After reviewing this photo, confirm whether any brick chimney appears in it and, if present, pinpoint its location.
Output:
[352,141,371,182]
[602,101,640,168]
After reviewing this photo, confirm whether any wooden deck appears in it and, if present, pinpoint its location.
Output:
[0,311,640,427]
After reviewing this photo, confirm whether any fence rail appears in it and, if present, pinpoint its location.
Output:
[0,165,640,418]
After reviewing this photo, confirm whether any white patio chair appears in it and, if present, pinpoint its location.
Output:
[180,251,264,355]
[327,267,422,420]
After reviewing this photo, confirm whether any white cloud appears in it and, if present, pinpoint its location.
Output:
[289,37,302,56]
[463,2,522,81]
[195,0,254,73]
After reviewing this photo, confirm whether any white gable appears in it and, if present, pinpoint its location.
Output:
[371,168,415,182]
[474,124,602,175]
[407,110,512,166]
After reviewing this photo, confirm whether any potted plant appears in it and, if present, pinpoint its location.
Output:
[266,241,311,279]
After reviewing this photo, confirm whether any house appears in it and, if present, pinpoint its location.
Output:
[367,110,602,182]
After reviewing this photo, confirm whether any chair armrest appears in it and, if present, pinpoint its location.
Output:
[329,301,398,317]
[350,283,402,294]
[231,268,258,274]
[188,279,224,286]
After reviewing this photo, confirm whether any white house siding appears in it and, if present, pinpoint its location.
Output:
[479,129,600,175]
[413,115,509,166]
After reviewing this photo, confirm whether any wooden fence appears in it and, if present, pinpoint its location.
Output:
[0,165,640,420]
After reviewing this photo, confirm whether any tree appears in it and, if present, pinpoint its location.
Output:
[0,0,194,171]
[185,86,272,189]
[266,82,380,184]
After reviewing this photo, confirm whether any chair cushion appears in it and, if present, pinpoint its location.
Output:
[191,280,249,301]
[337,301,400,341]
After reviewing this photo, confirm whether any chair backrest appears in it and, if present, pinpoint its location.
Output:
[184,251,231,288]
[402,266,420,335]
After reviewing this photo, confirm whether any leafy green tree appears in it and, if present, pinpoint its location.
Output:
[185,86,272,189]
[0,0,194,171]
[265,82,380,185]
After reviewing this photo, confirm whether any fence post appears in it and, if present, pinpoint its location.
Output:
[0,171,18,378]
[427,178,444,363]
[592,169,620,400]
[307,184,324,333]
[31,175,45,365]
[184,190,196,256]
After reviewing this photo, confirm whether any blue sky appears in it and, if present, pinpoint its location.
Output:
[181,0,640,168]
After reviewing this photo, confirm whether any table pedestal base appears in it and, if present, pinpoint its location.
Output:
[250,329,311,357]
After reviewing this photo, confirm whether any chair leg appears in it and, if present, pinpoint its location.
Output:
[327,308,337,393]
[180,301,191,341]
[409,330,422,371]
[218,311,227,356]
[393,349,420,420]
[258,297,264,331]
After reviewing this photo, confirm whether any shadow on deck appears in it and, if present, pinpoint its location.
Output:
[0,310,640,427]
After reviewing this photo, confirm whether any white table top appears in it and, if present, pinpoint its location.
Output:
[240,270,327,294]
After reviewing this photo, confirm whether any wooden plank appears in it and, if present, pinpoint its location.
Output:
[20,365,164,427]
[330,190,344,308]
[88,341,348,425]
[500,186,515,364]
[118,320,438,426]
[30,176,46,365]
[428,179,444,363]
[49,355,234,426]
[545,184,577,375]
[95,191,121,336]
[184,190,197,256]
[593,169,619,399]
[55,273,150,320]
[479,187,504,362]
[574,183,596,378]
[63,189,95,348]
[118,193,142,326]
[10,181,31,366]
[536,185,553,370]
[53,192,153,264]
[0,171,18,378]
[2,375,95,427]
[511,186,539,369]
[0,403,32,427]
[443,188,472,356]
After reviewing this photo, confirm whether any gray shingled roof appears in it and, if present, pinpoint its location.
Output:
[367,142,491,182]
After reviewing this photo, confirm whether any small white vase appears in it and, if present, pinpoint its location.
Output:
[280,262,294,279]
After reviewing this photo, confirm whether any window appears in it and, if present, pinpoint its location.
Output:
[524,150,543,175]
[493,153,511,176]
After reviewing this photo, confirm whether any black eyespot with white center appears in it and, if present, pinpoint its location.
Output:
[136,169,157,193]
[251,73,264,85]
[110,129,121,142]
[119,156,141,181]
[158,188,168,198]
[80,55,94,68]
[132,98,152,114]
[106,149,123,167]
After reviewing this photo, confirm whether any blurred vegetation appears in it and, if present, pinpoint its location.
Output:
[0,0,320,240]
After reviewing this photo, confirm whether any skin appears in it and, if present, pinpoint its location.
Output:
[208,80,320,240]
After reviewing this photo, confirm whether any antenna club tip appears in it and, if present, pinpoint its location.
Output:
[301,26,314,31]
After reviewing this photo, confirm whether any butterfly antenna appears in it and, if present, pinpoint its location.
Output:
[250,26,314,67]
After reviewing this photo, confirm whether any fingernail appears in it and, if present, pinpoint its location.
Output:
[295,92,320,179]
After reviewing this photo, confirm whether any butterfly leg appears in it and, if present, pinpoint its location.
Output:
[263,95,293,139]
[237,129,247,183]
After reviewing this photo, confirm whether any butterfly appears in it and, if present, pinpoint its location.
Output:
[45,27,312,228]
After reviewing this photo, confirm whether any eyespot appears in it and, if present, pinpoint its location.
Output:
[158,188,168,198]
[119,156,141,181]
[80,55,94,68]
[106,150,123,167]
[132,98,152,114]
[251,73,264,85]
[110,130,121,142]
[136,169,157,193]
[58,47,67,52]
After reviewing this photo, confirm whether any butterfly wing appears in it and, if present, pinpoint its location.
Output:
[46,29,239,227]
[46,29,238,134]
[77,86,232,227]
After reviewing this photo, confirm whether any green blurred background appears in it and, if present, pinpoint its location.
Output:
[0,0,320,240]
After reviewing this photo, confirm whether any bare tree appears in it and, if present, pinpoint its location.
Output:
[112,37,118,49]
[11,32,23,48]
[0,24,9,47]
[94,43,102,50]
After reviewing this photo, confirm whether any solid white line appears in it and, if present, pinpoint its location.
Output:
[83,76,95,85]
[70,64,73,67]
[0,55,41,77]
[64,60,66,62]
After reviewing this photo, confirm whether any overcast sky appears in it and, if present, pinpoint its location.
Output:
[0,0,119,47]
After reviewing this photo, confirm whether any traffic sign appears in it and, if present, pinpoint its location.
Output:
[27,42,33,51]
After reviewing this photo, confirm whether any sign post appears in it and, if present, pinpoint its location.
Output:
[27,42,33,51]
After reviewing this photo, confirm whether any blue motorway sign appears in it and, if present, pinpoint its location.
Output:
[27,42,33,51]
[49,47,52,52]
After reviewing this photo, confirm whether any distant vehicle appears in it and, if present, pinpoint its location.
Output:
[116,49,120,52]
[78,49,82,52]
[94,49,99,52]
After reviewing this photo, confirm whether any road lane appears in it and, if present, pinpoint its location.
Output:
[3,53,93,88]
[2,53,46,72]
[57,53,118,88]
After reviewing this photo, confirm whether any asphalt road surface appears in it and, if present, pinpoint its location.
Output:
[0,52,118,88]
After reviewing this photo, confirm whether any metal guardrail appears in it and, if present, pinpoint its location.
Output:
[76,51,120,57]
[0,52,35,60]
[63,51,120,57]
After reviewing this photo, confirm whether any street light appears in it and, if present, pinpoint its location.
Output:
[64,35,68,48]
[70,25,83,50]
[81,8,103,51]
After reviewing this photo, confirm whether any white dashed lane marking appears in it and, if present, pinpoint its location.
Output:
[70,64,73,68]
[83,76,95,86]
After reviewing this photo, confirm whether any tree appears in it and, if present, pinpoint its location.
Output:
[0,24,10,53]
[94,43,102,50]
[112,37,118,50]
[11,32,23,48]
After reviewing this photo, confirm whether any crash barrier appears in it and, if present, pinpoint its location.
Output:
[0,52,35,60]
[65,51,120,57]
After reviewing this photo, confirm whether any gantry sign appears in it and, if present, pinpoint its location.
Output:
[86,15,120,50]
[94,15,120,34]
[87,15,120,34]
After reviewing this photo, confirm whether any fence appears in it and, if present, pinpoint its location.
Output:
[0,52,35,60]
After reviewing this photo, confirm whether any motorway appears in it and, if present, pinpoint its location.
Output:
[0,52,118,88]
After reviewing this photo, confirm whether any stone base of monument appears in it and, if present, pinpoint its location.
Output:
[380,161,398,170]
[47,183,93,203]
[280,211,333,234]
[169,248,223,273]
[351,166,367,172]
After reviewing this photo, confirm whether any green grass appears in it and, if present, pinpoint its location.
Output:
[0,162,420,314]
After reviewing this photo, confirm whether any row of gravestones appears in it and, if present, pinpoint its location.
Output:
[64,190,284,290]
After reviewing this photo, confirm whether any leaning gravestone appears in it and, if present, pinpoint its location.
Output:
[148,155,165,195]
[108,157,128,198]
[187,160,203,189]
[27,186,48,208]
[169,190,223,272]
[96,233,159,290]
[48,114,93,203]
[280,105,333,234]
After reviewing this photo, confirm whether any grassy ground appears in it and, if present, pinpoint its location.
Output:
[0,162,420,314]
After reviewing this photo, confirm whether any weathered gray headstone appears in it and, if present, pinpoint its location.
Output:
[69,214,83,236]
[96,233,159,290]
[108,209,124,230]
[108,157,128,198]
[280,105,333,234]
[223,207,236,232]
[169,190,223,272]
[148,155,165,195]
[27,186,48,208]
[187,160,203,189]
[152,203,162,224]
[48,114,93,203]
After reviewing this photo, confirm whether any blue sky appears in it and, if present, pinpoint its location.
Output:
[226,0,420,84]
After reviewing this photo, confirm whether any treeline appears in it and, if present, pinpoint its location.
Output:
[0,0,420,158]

++++++++++++++++++++

Problem to work on:
Give the stretch of the records above, from their start through the line containing "[0,165,640,418]", as a JSON list of strings with one string per line and blank lines omitted.

Complete output:
[
  "After reviewing this photo, confirm whether any brick chimney appears in it and, if present, pinpoint its location.",
  "Output:",
  "[352,141,371,182]",
  "[602,101,640,168]",
  "After reviewing this photo, confirm whether any wooden deck appears in it and, if present, pinpoint its location.",
  "Output:",
  "[0,311,640,427]",
  "After reviewing this photo, confirm whether any fence rail appears in it and, if present, pinpoint its location.",
  "Output:",
  "[0,165,640,418]"
]